↓

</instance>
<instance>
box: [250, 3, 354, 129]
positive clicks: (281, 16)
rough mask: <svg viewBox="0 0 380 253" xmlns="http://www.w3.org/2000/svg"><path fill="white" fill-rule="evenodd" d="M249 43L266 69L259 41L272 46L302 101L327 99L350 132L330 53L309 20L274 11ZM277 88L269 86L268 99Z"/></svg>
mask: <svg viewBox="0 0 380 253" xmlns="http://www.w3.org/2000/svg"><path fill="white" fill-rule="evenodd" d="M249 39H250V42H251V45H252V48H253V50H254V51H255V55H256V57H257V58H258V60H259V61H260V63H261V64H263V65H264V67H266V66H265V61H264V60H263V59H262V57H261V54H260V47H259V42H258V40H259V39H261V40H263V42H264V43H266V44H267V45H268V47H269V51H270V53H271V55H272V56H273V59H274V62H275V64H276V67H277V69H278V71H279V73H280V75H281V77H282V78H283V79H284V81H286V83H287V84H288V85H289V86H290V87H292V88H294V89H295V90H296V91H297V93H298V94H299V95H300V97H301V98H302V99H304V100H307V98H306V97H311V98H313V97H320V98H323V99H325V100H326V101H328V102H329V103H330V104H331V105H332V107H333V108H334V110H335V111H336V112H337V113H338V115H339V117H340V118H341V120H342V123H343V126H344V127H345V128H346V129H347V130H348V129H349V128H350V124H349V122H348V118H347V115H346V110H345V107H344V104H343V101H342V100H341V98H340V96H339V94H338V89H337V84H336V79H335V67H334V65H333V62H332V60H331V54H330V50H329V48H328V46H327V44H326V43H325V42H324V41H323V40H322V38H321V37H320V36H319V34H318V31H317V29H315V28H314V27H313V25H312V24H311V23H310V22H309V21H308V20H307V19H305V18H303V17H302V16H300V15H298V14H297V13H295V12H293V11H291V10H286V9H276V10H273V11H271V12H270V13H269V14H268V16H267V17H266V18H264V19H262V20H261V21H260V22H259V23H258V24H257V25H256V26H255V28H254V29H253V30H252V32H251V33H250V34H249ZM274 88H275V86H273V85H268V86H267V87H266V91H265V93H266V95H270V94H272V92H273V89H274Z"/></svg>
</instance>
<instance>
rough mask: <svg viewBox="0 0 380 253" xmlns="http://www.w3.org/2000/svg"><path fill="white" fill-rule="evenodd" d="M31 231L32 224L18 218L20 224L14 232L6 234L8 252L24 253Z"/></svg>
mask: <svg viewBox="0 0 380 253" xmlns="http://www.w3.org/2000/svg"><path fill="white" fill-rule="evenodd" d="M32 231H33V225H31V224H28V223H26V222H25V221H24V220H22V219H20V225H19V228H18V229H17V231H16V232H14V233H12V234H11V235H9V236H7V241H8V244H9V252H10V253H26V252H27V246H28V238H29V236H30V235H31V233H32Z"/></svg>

↑

_Problem details_
Your task is to transcribe the material, which must come out exactly as written.

_Answer area_
</instance>
<instance>
box: [250, 3, 354, 129]
positive clicks: (281, 16)
rough mask: <svg viewBox="0 0 380 253" xmlns="http://www.w3.org/2000/svg"><path fill="white" fill-rule="evenodd" d="M249 43L266 69L259 41L272 46L302 101L327 99L350 132L330 53L309 20L274 11ZM277 88L269 86L268 99Z"/></svg>
mask: <svg viewBox="0 0 380 253" xmlns="http://www.w3.org/2000/svg"><path fill="white" fill-rule="evenodd" d="M249 39H250V42H251V45H252V48H253V50H254V51H255V55H256V57H257V58H258V60H259V61H260V63H261V64H263V65H264V67H266V66H265V61H264V60H263V59H262V57H261V54H260V47H259V42H258V40H259V39H261V40H263V42H264V43H266V44H267V45H268V47H269V51H270V53H271V55H272V56H273V59H274V62H275V64H276V67H277V69H278V71H279V73H280V75H281V77H282V78H283V79H284V81H286V83H287V84H288V85H289V86H290V87H292V88H294V89H295V90H296V91H297V93H298V94H299V95H300V97H301V98H302V99H304V100H307V98H306V97H311V98H313V97H320V98H323V99H325V100H326V101H328V102H329V103H330V104H331V105H332V107H333V108H334V110H335V111H336V112H337V113H338V115H339V117H340V118H341V120H342V123H343V126H344V127H345V128H346V129H347V130H348V129H349V128H350V124H349V122H348V118H347V115H346V110H345V107H344V104H343V101H342V100H341V98H340V96H339V94H338V89H337V84H336V79H335V67H334V65H333V62H332V60H331V54H330V50H329V48H328V46H327V44H326V43H325V42H324V41H323V40H322V38H321V37H320V36H319V34H318V31H317V29H315V28H314V27H313V25H312V24H311V23H310V22H309V21H308V20H307V19H305V18H303V17H302V16H300V15H298V14H297V13H295V12H293V11H291V10H286V9H276V10H273V11H271V12H270V13H269V14H268V16H267V17H266V18H264V19H262V20H261V21H260V22H259V23H258V24H257V25H256V26H255V28H254V29H253V30H252V32H251V33H250V34H249ZM274 88H275V86H273V85H268V86H267V87H266V91H265V93H266V95H270V94H272V92H273V89H274Z"/></svg>
</instance>
<instance>
rough mask: <svg viewBox="0 0 380 253" xmlns="http://www.w3.org/2000/svg"><path fill="white" fill-rule="evenodd" d="M31 231L32 224L18 218L20 224L14 232L6 234L8 252L24 253Z"/></svg>
mask: <svg viewBox="0 0 380 253" xmlns="http://www.w3.org/2000/svg"><path fill="white" fill-rule="evenodd" d="M32 231H33V225H31V224H28V223H26V222H25V221H24V220H22V219H20V225H19V228H18V229H17V231H16V232H14V233H12V234H11V235H9V236H7V241H8V244H9V252H10V253H26V252H27V246H28V238H29V236H30V235H31V233H32Z"/></svg>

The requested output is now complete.